TEXT FOR ANALYSIS ->
********************

- Born: Jerome Bailey York June 22, 1938 Memphis, Tennessee, U.S.
- Died: March 18, 2010 (aged 71) Pontiac, Michigan, U.S.
- Education: United States Military Academy at West Point University of Michigan Massachusetts Institute of Technology

= Jerry York (businessman) =

American businessman

Jerome Bailey York (June 22, 1938 – March 18, 2010), commonly known as Jerry York, was an American businessman, and the chairman, president and CEO of Harwinton Capital. He was the former CFO of IBM and Chrysler, and was CEO of Micro Warehouse. He was a chief aide to Kirk Kerkorian and his Tracinda investment company. In February 2006, Kerkorian helped elect York to the board of directors of General Motors, from which he had previously resigned.

==Biography==
York was born in Memphis, Tennessee, in 1938 and lived in Oakland Township, Michigan. He earned degrees from the United States Military Academy at West Point, the Massachusetts Institute of Technology, and the University of Michigan's Ross School of Business, and was trained as an engineer. A gymnastics injury prevented York from serving in the military.

York eventually became the CFO at Chrysler. When Lee Iacocca retired as Chrysler CEO in 1992, York was a leading candidate to succeed him. After being passed over as Chrysler CEO, York became CFO of IBM Corporation. He later served as a special adviser to investor Kirk Kerkorian during Kerkorian's 2007 failed takeover bid for Chrysler and his other investments in Ford Motor Company and General Motors, where he previously served as a board member from February to October 2006 before resigning over frustration resulting from GM's failure to distribute materials to the board in advance of its meetings and a reluctance to implement change recommendations, including the shedding of peripheral brands, which GM ultimately affected during bankruptcy in the form of terminating the Pontiac, Saturn, and Hummer brands (after a failed sale attempt to Chinese Sichuan Tengzhong Heavy Industrial Machinery) and the sale of its SAAB division to Spyker Cars.

From 1999 to 2003, York was chairman and CEO of Micro Warehouse, which went bankrupt. He was also on the board of Apple Inc. after Steve Jobs' comeback in 1997.

York was also an enthusiast of alternative energy, particularly wind energy. He was the CFO and a member of the board at USWind, a wind energy company of which he was a co-founder and active management team member. York believed that moving the turbine from adjacent to the blades to on the ground, by using a series of conveyor belts, would significantly increase height, decrease weight, and improve efficiency of wind power generation.

York was also part of a team developing the next generation portable computer.

York was hospitalized on March 17, 2010, after collapsing in his suburban Detroit home from a brain aneurysm. He died the next day.

********************

REQUIRED ACTION -> Copy the Jerry York biography between "Jerome Bailey York (June" and "in the military.", inclusive, changing each "CFO" to "chief financial officer". The records that come next are separate material and have no connection to the Jerry York biography.

********************

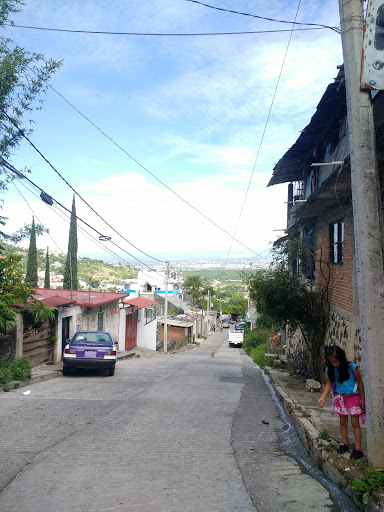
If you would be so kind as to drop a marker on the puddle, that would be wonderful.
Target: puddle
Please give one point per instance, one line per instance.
(290, 443)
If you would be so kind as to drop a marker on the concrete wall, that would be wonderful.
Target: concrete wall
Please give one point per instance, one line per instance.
(146, 333)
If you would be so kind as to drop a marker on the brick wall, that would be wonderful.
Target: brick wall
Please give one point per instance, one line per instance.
(341, 277)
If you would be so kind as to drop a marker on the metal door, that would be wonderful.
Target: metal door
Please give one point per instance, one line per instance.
(131, 330)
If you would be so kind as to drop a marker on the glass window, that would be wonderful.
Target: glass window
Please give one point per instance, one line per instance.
(337, 242)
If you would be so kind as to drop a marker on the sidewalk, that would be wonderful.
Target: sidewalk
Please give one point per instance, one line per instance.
(310, 420)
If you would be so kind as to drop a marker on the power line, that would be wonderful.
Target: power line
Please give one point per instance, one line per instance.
(137, 162)
(70, 186)
(29, 206)
(336, 29)
(263, 134)
(45, 197)
(66, 217)
(153, 34)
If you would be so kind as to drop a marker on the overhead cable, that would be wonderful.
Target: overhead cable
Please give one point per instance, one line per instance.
(153, 34)
(29, 206)
(263, 135)
(70, 186)
(51, 200)
(336, 29)
(137, 162)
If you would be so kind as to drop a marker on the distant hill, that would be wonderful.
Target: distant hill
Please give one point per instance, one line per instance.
(88, 268)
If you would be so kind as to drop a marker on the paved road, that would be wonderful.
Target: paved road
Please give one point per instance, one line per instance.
(176, 432)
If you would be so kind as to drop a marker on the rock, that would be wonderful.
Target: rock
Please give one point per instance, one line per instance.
(312, 385)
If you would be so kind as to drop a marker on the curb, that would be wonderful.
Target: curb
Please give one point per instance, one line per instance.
(339, 470)
(48, 375)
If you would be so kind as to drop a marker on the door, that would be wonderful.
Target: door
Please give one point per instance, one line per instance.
(131, 330)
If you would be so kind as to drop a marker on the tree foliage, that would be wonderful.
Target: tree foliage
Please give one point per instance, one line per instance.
(24, 77)
(31, 276)
(286, 298)
(47, 281)
(70, 272)
(14, 291)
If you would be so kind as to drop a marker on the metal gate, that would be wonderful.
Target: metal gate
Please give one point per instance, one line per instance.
(131, 330)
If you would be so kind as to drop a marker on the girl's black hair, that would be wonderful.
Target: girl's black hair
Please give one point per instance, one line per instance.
(343, 369)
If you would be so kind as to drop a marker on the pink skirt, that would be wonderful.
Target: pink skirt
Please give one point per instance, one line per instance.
(347, 405)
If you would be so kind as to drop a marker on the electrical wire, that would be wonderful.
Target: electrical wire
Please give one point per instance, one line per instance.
(336, 29)
(153, 34)
(137, 162)
(66, 217)
(101, 236)
(29, 206)
(70, 186)
(263, 134)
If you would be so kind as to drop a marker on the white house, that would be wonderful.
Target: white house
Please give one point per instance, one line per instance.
(153, 282)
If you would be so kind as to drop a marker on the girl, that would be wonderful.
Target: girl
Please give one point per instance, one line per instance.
(348, 396)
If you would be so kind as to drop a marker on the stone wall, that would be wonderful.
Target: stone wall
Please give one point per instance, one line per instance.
(343, 331)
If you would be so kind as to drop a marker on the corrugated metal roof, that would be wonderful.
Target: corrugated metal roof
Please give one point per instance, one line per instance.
(80, 298)
(324, 122)
(139, 302)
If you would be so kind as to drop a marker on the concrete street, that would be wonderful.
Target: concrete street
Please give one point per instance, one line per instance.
(172, 432)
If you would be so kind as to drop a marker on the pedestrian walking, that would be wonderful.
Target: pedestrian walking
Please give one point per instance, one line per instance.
(347, 387)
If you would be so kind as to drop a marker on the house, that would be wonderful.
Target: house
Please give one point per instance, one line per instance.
(153, 282)
(317, 170)
(76, 311)
(139, 323)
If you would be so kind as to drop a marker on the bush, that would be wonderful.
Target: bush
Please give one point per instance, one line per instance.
(253, 339)
(16, 368)
(257, 355)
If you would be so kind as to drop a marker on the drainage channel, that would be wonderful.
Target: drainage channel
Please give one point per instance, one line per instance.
(291, 444)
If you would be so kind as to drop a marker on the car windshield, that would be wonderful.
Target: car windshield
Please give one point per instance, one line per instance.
(92, 337)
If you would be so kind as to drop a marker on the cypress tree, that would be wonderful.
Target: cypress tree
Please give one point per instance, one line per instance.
(47, 280)
(31, 275)
(71, 262)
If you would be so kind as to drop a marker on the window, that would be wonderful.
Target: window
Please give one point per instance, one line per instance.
(100, 321)
(337, 241)
(150, 314)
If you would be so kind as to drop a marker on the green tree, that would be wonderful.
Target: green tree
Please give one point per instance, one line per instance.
(14, 291)
(70, 280)
(193, 285)
(31, 275)
(288, 299)
(47, 280)
(24, 77)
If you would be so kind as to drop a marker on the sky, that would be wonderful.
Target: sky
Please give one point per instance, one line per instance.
(192, 125)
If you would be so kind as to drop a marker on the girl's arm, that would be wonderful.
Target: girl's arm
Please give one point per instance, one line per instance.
(326, 390)
(360, 383)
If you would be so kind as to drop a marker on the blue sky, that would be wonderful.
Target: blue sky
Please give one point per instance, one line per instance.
(192, 110)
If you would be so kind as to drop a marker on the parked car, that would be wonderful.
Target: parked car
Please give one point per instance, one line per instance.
(90, 349)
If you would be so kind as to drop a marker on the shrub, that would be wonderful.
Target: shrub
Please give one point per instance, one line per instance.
(253, 339)
(16, 368)
(257, 355)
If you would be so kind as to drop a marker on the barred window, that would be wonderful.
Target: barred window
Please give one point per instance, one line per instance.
(337, 242)
(150, 314)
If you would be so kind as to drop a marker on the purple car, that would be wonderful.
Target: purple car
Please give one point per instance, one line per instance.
(90, 349)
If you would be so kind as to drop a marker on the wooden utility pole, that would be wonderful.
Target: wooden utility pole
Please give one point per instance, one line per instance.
(367, 229)
(165, 342)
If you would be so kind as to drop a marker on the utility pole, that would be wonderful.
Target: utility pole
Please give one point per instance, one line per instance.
(208, 304)
(166, 307)
(367, 223)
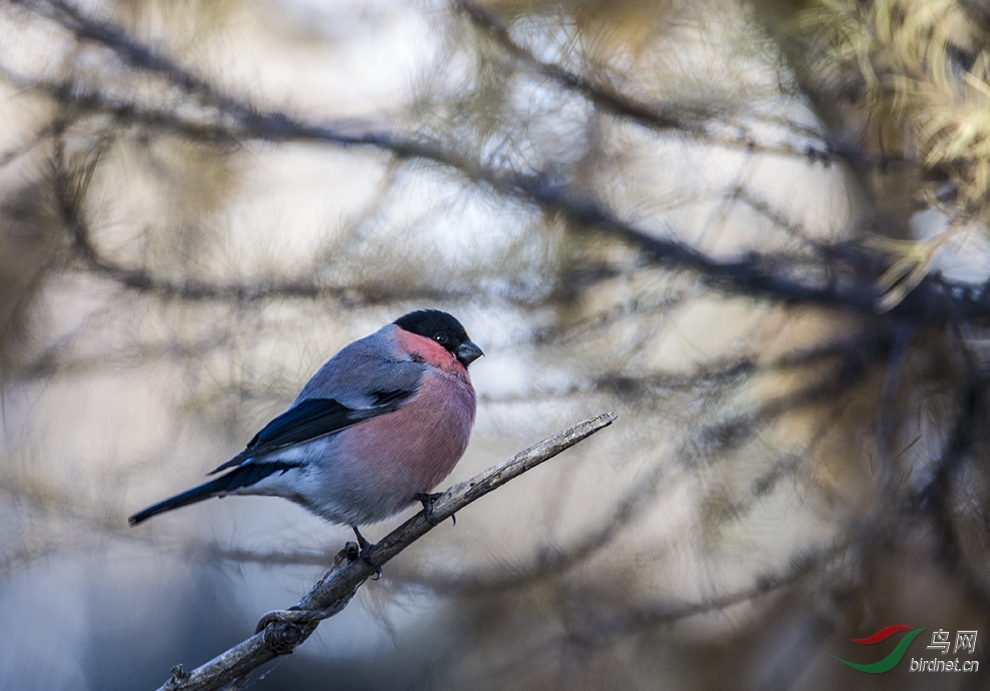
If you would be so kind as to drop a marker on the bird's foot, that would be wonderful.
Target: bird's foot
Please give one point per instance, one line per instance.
(364, 551)
(427, 501)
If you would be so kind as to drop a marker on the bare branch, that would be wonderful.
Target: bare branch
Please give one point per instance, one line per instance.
(279, 633)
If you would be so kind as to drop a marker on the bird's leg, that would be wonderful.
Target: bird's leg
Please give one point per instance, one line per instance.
(427, 500)
(364, 546)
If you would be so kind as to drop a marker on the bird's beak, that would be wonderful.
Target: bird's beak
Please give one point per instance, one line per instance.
(467, 352)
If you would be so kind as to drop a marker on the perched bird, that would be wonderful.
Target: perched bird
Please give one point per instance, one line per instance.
(375, 429)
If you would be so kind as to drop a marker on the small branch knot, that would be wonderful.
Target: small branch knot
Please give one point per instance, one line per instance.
(179, 675)
(282, 637)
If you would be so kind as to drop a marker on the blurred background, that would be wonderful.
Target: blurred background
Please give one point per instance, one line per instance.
(757, 230)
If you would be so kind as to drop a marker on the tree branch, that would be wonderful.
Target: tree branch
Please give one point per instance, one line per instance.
(279, 633)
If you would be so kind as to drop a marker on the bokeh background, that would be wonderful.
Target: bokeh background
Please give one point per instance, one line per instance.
(757, 230)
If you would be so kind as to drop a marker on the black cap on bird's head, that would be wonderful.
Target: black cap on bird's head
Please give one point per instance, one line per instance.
(444, 329)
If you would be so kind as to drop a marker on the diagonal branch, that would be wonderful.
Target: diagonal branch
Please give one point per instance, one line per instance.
(279, 633)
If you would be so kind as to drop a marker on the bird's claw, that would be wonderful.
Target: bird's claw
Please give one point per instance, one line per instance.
(427, 501)
(363, 550)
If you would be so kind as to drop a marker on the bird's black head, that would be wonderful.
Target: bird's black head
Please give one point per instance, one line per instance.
(444, 329)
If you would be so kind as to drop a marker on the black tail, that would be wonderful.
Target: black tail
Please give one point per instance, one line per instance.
(241, 476)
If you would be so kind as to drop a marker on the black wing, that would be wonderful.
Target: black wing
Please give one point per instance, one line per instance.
(314, 418)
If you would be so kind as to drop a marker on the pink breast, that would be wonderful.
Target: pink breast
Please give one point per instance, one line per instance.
(396, 456)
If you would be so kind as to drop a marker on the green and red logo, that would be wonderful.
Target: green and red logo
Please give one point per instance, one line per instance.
(889, 662)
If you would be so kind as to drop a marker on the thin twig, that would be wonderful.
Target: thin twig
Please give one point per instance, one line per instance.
(279, 633)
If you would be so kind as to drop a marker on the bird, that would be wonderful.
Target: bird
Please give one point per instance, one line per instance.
(378, 426)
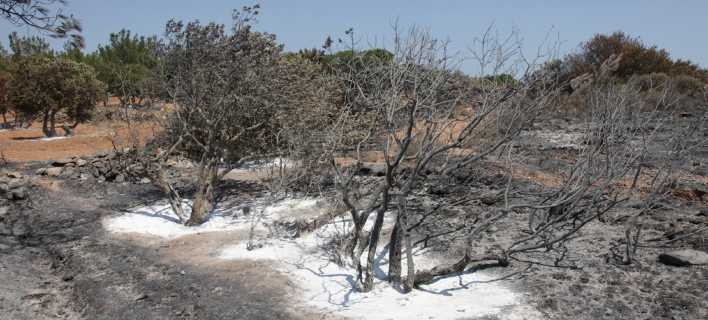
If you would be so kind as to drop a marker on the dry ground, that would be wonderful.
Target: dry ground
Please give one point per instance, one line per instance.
(57, 262)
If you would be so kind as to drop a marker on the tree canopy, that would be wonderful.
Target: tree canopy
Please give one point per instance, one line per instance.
(43, 85)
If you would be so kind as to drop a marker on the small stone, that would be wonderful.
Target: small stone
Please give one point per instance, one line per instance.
(19, 194)
(89, 182)
(62, 162)
(54, 172)
(684, 257)
(15, 175)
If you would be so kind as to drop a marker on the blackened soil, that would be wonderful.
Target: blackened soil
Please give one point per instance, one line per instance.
(56, 261)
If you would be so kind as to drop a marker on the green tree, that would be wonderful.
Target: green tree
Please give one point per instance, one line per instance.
(5, 104)
(125, 63)
(45, 86)
(34, 13)
(28, 46)
(228, 90)
(637, 58)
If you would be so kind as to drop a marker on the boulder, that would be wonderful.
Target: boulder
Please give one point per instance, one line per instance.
(54, 172)
(684, 257)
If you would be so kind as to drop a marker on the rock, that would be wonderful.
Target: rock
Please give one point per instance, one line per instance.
(54, 172)
(66, 173)
(68, 276)
(15, 175)
(89, 182)
(19, 193)
(684, 257)
(62, 162)
(375, 169)
(103, 153)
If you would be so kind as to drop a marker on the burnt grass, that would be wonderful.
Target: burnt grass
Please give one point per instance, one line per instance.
(57, 261)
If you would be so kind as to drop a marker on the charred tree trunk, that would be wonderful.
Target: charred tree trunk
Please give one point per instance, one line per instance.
(158, 180)
(394, 251)
(205, 191)
(368, 281)
(46, 129)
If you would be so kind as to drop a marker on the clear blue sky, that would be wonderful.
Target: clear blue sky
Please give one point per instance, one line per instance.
(680, 27)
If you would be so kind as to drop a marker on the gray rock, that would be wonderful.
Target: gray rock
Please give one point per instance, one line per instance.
(89, 182)
(66, 173)
(103, 153)
(15, 175)
(62, 162)
(375, 169)
(19, 193)
(684, 257)
(54, 172)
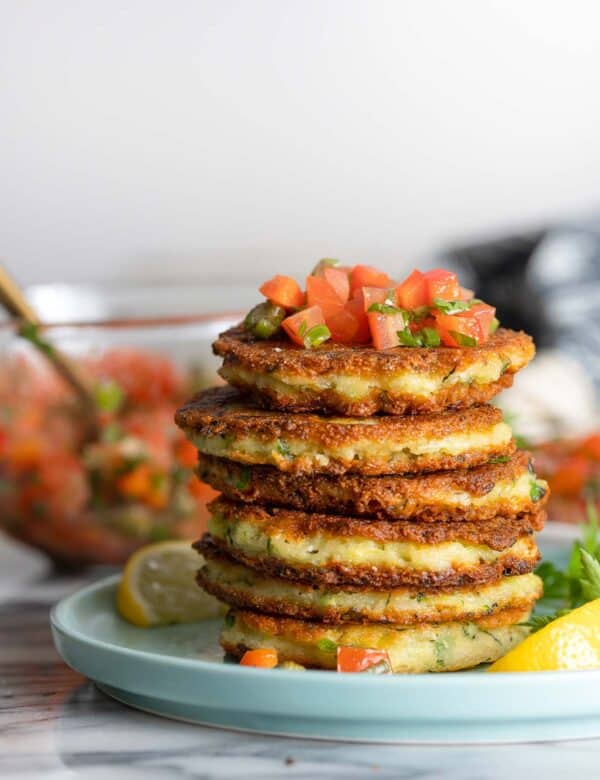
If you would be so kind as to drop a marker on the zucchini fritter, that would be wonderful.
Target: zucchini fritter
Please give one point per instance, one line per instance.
(244, 588)
(501, 489)
(335, 550)
(219, 422)
(361, 381)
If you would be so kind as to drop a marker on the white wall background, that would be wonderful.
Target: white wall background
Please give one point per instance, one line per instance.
(221, 139)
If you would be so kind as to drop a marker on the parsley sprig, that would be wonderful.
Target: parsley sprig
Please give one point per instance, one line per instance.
(569, 588)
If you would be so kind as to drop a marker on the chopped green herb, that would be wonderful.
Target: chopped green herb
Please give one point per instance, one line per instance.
(430, 337)
(463, 340)
(440, 647)
(590, 581)
(569, 588)
(264, 320)
(112, 433)
(453, 307)
(381, 667)
(315, 336)
(283, 448)
(327, 646)
(418, 314)
(385, 308)
(537, 491)
(109, 396)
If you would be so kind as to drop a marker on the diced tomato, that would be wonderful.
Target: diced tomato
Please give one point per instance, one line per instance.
(360, 659)
(484, 314)
(413, 292)
(570, 478)
(305, 320)
(384, 329)
(356, 307)
(338, 279)
(367, 276)
(320, 293)
(370, 295)
(343, 326)
(283, 291)
(590, 447)
(446, 324)
(263, 658)
(441, 284)
(146, 378)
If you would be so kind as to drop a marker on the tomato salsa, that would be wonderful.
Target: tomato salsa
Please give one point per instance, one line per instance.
(95, 501)
(361, 305)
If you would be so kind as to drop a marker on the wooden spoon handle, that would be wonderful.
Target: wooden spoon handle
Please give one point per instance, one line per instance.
(14, 301)
(12, 298)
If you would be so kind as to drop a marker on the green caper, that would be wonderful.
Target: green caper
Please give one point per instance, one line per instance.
(264, 320)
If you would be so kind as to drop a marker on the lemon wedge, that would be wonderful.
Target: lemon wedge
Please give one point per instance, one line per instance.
(569, 642)
(159, 587)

********************

RESPONSE ->
Jerome Bailey York (June 22, 1938 – March 18, 2010), commonly known as Jerry York, was an American businessman, and the chairman, president and CEO of Harwinton Capital. He was the former chief financial officer of IBM and Chrysler, and was CEO of Micro Warehouse. He was a chief aide to Kirk Kerkorian and his Tracinda investment company. In February 2006, Kerkorian helped elect York to the board of directors of General Motors, from which he had previously resigned.

==Biography==
York was born in Memphis, Tennessee, in 1938 and lived in Oakland Township, Michigan. He earned degrees from the United States Military Academy at West Point, the Massachusetts Institute of Technology, and the University of Michigan's Ross School of Business, and was trained as an engineer. A gymnastics injury prevented York from serving in the military.